** WHAT IS REQUIRED **
Locate each line in the items below that contains the string "wheel", and copy those lines out in full. Match case exactly.

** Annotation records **
-=-=-

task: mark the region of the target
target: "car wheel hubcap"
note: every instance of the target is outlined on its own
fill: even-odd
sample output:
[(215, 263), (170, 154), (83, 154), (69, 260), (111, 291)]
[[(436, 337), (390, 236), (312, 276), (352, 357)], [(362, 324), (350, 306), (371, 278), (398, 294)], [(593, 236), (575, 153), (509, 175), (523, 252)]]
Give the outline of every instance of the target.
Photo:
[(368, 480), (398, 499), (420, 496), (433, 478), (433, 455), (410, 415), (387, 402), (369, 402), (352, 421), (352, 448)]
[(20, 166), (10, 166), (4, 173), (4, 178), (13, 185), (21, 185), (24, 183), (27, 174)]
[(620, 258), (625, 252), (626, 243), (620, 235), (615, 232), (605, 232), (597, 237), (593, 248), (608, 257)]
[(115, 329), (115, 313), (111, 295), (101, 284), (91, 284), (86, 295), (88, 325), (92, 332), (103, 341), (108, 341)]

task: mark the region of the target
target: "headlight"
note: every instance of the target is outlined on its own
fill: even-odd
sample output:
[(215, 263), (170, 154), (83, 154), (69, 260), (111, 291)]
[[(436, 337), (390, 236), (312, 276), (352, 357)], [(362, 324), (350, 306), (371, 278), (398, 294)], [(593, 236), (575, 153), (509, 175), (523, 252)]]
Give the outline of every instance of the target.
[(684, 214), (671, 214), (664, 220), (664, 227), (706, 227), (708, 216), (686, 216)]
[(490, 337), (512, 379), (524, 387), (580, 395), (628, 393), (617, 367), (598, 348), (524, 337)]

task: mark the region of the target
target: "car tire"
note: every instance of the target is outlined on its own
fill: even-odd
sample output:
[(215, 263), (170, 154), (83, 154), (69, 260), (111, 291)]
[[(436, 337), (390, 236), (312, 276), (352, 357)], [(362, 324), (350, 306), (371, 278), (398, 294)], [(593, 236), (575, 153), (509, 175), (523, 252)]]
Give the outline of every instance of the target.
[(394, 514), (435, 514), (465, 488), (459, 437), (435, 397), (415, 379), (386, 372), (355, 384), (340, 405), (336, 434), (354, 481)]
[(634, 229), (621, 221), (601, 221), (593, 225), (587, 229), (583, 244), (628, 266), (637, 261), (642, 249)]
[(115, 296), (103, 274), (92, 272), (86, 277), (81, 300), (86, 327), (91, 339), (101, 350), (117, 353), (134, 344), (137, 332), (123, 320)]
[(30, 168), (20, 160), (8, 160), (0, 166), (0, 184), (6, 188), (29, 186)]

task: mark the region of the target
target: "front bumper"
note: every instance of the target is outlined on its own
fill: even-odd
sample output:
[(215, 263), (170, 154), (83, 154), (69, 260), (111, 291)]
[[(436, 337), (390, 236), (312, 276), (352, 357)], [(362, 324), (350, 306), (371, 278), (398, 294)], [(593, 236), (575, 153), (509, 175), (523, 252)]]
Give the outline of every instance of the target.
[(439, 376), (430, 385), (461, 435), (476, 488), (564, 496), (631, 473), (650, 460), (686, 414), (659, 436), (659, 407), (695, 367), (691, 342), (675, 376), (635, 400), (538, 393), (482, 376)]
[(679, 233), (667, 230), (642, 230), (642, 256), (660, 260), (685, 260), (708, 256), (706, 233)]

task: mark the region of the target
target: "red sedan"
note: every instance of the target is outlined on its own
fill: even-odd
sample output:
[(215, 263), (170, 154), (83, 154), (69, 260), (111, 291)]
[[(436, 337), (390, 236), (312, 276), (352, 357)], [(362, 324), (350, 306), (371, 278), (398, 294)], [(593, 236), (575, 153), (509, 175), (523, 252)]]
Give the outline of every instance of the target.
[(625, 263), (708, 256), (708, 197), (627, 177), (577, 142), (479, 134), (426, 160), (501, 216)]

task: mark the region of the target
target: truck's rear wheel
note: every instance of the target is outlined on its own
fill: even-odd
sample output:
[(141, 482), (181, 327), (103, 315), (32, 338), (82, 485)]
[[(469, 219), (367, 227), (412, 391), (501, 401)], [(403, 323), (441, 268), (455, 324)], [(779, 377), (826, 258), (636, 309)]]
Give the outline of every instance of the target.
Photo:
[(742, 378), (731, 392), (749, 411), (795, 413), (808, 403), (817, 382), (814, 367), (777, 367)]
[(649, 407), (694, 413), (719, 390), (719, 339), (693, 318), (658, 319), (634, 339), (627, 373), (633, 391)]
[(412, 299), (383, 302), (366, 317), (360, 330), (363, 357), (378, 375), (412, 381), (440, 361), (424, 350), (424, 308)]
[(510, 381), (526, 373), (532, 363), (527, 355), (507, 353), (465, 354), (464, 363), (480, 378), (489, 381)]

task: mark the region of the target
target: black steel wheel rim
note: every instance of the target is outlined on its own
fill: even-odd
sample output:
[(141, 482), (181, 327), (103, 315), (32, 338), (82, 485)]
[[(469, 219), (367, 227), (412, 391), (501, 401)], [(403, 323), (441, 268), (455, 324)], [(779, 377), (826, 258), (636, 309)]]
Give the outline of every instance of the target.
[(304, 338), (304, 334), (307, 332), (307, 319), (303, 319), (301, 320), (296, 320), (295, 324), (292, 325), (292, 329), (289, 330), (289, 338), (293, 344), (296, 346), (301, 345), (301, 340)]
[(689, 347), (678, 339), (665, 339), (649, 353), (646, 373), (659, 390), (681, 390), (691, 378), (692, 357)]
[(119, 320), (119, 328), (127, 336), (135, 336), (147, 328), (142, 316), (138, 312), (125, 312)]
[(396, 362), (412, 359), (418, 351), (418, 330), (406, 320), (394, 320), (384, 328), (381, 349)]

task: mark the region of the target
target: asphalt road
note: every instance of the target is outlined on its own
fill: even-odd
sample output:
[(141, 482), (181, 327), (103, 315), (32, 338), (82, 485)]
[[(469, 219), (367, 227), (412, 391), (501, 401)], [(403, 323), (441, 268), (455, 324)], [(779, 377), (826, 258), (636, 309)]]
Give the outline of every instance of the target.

-=-=-

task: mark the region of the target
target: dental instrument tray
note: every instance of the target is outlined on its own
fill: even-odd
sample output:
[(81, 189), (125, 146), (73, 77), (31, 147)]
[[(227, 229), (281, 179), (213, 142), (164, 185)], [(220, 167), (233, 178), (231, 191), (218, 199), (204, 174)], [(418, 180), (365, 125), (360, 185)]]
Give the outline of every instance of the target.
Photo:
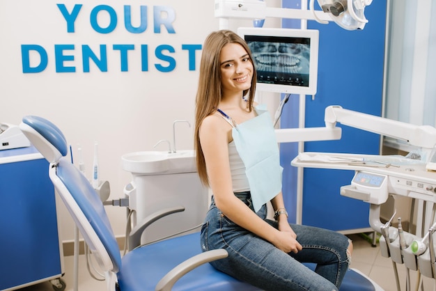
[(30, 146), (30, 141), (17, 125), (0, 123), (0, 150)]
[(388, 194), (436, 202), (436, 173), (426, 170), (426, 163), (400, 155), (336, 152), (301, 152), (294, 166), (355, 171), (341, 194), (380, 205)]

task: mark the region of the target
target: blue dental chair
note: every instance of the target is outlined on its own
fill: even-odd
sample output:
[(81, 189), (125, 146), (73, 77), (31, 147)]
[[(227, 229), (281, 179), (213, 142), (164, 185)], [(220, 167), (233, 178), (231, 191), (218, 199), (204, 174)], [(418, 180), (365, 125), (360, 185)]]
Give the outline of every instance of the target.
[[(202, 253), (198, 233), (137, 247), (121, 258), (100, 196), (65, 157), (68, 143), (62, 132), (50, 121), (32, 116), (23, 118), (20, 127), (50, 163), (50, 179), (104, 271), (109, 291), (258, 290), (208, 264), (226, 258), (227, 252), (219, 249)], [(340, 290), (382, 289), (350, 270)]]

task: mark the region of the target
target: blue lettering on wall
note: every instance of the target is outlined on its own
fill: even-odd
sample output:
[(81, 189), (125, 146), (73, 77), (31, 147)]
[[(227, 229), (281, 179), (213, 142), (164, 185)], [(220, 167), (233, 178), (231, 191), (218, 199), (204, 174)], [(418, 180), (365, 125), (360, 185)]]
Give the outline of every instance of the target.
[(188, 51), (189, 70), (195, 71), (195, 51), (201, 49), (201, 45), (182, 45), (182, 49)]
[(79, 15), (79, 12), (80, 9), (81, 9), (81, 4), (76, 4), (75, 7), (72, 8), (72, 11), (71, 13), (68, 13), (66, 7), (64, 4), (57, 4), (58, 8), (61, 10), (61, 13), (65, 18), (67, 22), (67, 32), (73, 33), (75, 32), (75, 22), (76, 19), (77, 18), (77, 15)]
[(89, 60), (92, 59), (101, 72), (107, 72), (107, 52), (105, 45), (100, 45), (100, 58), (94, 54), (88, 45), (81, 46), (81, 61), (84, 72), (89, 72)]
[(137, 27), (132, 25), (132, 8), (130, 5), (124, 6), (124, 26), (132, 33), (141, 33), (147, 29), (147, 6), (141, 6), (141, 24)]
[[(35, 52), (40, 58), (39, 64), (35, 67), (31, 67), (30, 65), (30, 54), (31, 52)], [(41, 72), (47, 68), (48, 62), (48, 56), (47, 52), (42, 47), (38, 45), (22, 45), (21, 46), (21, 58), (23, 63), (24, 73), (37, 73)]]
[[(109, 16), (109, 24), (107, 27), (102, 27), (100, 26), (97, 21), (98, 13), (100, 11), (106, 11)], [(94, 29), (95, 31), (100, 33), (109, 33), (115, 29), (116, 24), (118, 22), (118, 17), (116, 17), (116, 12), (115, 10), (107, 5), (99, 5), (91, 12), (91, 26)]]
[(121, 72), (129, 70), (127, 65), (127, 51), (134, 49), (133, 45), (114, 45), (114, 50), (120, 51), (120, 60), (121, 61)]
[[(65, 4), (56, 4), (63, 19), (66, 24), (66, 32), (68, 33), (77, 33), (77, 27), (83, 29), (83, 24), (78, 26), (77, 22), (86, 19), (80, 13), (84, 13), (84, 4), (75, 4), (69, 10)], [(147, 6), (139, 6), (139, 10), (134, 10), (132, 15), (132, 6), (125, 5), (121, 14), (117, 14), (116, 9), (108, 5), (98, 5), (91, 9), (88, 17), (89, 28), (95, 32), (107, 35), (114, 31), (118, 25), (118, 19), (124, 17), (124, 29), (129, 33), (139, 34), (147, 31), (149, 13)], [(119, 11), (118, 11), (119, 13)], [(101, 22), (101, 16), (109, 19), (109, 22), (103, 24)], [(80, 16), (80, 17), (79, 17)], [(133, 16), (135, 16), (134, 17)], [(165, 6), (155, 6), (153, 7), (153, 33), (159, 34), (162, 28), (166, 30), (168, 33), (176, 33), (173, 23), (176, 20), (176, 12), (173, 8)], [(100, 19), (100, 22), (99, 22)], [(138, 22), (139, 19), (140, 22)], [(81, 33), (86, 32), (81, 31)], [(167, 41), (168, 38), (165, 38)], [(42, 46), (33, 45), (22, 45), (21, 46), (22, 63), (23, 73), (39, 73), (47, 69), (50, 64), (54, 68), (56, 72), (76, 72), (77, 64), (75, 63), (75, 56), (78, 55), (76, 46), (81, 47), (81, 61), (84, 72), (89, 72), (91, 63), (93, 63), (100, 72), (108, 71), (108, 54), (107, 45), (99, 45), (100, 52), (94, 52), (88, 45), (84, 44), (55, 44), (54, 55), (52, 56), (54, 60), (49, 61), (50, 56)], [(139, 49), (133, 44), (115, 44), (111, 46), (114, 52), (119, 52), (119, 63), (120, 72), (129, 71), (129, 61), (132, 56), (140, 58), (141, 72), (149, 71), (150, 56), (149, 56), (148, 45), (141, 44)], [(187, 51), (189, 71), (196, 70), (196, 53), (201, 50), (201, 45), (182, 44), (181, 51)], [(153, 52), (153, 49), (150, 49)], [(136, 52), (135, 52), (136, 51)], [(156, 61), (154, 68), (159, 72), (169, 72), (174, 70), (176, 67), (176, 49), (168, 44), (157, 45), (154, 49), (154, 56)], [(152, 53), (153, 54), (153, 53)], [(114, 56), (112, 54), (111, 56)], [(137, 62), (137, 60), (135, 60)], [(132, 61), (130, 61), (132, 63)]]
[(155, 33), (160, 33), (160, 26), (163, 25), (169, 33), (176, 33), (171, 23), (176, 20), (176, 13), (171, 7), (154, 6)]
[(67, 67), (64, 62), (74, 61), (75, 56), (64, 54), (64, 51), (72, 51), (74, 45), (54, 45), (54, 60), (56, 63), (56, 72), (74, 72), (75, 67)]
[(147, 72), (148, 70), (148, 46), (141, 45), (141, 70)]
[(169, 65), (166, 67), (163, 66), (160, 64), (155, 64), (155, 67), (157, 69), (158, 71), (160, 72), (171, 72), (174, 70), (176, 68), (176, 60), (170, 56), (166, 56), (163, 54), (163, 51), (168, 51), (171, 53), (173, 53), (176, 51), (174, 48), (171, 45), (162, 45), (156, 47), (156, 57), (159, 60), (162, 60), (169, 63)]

-=-=-

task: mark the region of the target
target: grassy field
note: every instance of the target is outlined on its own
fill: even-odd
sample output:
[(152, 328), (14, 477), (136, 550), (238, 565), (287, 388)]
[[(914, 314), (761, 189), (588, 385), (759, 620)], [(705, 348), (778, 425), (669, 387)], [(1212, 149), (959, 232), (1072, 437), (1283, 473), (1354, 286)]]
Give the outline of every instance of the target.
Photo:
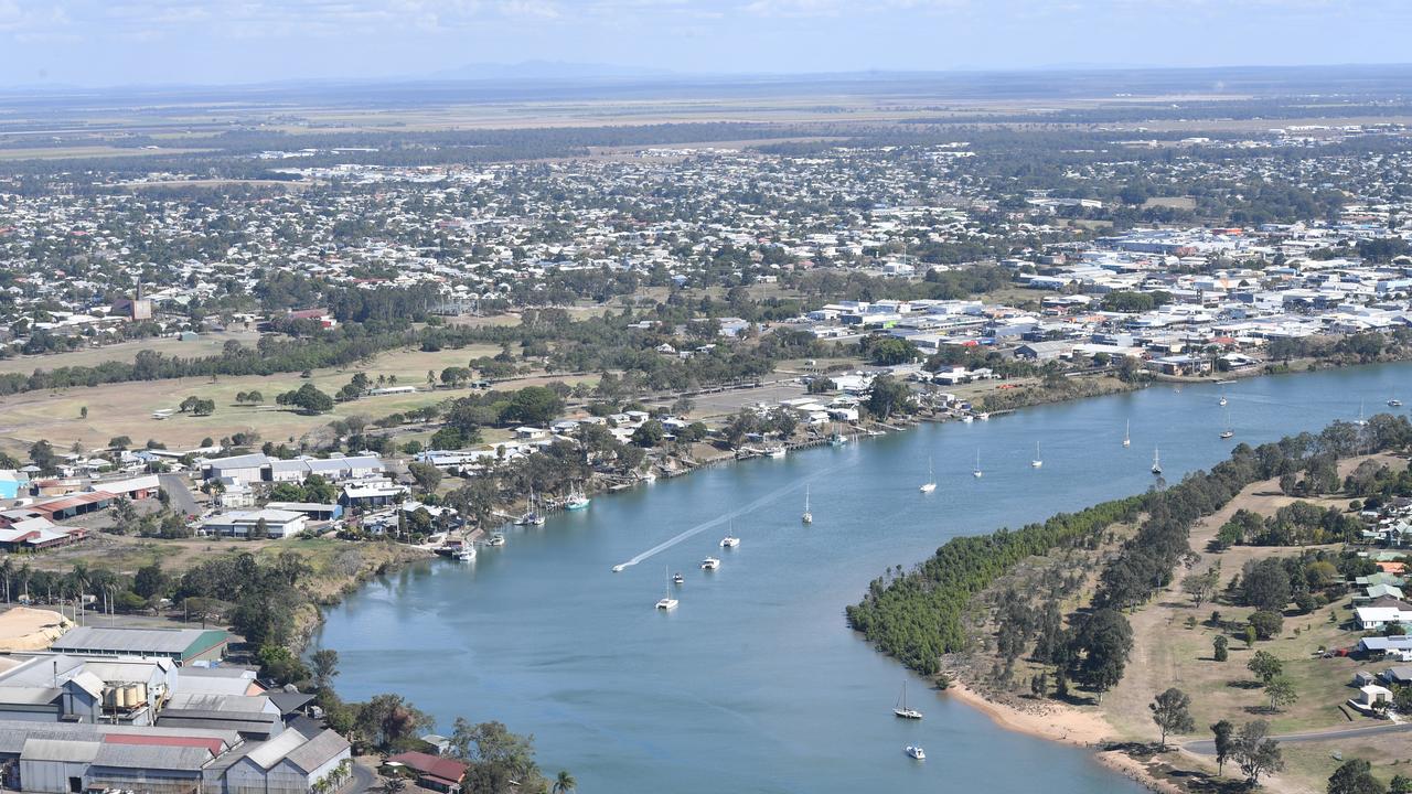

-=-=-

** THE SOLUTION **
target: "car wheel hubcap"
target: truck's rear wheel
target: black steel wheel rim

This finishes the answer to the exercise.